** Instructions to follow **
Would you reproduce exactly the lines below from the one holding "Object class to annotate: person" through the one holding "Object class to annotate: woman playing drum", inclusive, and no others?

[Saved data entries]
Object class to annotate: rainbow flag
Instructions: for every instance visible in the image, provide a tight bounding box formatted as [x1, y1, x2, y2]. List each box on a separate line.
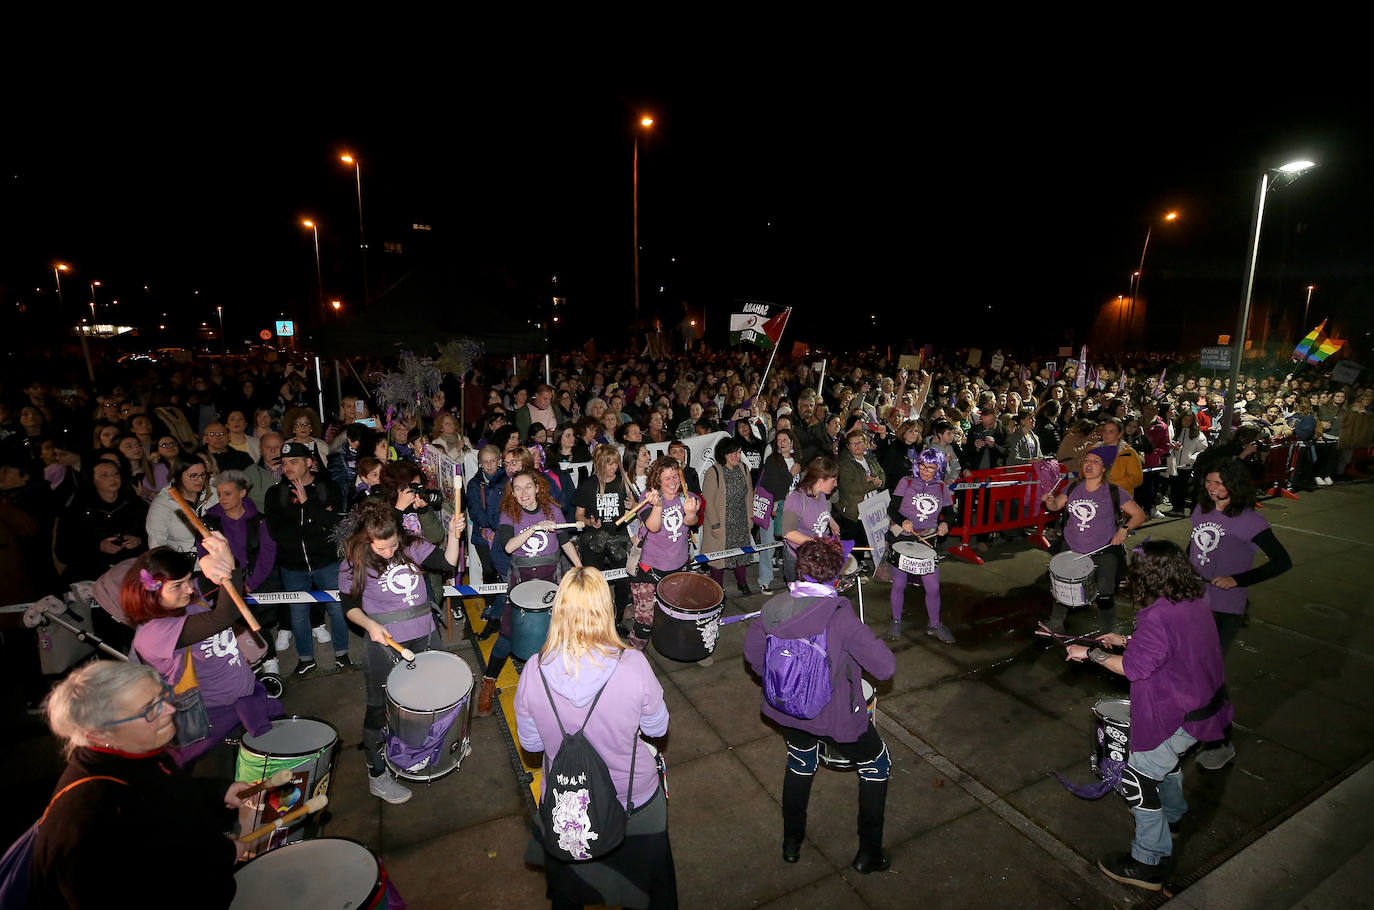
[1293, 319, 1346, 363]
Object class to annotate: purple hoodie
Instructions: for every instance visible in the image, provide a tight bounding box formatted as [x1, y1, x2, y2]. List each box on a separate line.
[514, 648, 668, 808]
[744, 584, 895, 743]
[200, 498, 276, 592]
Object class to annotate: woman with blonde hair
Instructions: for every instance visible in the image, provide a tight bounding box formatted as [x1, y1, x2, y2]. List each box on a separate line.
[574, 444, 636, 630]
[514, 567, 676, 910]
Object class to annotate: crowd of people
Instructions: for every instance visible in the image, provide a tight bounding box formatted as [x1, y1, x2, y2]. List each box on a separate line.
[5, 339, 1367, 905]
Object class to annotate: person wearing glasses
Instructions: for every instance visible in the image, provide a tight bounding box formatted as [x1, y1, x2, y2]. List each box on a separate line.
[200, 422, 252, 472]
[125, 538, 282, 770]
[31, 659, 257, 909]
[145, 458, 219, 558]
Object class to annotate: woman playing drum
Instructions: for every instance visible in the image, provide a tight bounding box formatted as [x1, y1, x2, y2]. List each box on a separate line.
[779, 457, 840, 585]
[627, 456, 700, 652]
[478, 470, 583, 716]
[1064, 540, 1232, 892]
[339, 499, 466, 804]
[1188, 458, 1291, 770]
[743, 538, 896, 875]
[886, 448, 959, 643]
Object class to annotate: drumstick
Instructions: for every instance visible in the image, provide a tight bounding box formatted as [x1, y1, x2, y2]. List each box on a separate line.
[615, 502, 651, 526]
[1034, 622, 1119, 648]
[385, 637, 416, 663]
[167, 487, 262, 636]
[236, 769, 295, 800]
[236, 794, 329, 843]
[552, 521, 586, 531]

** Answer space **
Object class to annotate: person wearing glasses
Instructions: for every instance visible in the image, provide a tight bounding box formatted as [x1, y1, x2, y2]. List each box on a separate line.
[200, 422, 252, 472]
[125, 538, 282, 770]
[31, 659, 257, 909]
[145, 458, 219, 558]
Object class to annotate: woman playing drum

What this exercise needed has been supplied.